Document section:
+-------+

"We Are The World's Premier Fun Band"

Melody Maker
by Mark Beaumont
June 7-June 13, 2000

We travel to Oregon to see how Bohemian The Dandy Warhols are – and find them shooting guns and visiting the ‘Enchanted Forest’…

Ten-four, ten-four. Hostage situation in progress in a large warehouse building two miles east of Portland, Oregon.
Caucasian male, six-two, 150 pounds, black suit and shades, armed and dangerous, has captured a woman, mid-30’s, Eighties perm, dressed like “Dynasty” extra. Target is using hostage as a human shield and she is clearly in extreme duress. Snap-shooting skills required. Proceed with extreme caution; repeat, extreme caution.
Courtney Taylor is first on the scene. He eyes the perp, backing away behind the woman 30ft away. Ina flash, he calculates range, angles, distance to target. He turns his Glock handgun in his hands, lines up that life-or-death shot and - blam! - puts a bullet right between the hostage’s eyes.

+-------+

Task brief:
Print the Dandy Warhols article word for word from "Caucasian male, six-two, 150" to "the hostage’s eyes.".

Source material:
+-------+

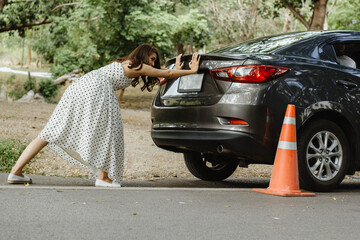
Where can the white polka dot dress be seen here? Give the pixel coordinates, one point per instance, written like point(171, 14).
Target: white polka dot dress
point(86, 127)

+-------+

Solution for this exercise:
Caucasian male, six-two, 150 pounds, black suit and shades, armed and dangerous, has captured a woman, mid-30’s, Eighties perm, dressed like “Dynasty” extra. Target is using hostage as a human shield and she is clearly in extreme duress. Snap-shooting skills required. Proceed with extreme caution; repeat, extreme caution.
Courtney Taylor is first on the scene. He eyes the perp, backing away behind the woman 30ft away. Ina flash, he calculates range, angles, distance to target. He turns his Glock handgun in his hands, lines up that life-or-death shot and - blam! - puts a bullet right between the hostage’s eyes.